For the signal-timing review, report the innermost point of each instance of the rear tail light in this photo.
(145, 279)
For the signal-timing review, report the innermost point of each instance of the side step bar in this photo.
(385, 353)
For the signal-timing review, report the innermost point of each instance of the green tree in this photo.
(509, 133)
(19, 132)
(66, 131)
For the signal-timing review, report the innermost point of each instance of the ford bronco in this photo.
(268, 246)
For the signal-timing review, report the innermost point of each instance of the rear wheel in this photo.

**********

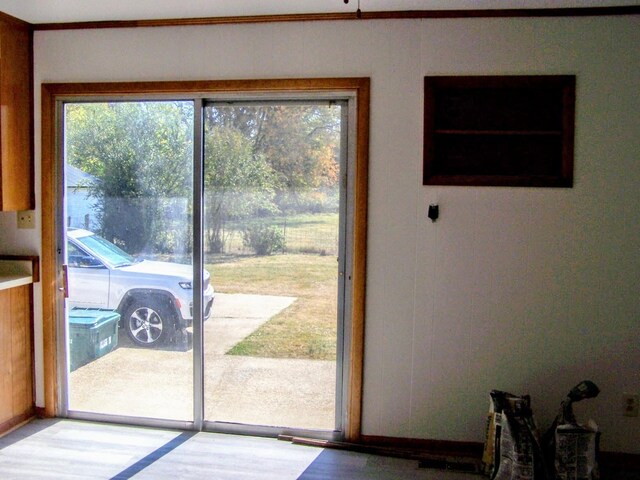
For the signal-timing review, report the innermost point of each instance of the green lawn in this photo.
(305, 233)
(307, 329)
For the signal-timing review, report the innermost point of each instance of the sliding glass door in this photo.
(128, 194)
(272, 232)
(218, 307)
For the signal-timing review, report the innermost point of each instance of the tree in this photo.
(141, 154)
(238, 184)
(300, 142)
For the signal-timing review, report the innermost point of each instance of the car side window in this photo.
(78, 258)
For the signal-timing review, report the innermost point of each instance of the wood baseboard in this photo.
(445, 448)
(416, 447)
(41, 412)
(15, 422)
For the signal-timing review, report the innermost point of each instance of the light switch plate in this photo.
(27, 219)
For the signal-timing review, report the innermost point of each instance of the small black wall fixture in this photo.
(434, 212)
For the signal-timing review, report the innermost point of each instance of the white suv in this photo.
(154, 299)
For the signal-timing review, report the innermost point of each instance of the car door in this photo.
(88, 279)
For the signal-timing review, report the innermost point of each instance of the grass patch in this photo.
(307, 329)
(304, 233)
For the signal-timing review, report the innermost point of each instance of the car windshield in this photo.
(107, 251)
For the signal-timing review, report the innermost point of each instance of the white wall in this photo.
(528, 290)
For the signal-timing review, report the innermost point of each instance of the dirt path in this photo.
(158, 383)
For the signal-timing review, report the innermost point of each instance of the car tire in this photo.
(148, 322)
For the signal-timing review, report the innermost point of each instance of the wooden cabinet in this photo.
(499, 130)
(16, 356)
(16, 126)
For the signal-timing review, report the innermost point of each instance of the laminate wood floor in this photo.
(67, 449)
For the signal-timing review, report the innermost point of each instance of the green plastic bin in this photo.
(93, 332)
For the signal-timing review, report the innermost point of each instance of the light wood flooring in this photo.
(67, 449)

**********

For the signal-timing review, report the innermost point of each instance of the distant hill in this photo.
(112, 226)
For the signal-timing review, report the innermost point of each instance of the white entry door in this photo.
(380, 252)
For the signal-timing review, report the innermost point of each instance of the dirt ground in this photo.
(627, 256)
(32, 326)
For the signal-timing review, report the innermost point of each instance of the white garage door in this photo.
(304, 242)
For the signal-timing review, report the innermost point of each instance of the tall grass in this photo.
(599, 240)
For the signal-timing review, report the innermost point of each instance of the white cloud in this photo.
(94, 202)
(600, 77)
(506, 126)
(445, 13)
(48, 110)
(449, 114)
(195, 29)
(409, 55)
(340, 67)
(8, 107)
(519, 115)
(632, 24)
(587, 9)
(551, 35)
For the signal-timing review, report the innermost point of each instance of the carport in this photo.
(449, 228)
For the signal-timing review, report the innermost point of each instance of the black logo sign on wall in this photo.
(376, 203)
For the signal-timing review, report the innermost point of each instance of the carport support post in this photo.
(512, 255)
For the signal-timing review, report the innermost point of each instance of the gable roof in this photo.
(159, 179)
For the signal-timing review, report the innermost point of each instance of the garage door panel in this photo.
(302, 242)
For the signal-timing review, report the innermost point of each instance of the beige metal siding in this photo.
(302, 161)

**********

In the entries above, find the line holding "bar in this photo." and the line holding "wheel in this photo.", then retype exactly those two lines and every line between them, and nothing else.

_Result below_
For the signal-timing review, report the innermost point of each instance of the side step bar in this photo.
(385, 353)
For the signal-timing review, report the innermost point of each instance of the green tree in this photo.
(509, 133)
(19, 132)
(66, 131)
For the signal-timing review, report the innermost point of each instance of the ford bronco in this photo.
(268, 246)
For the signal-timing review, report the innermost point of each instance of the rear wheel in this photo.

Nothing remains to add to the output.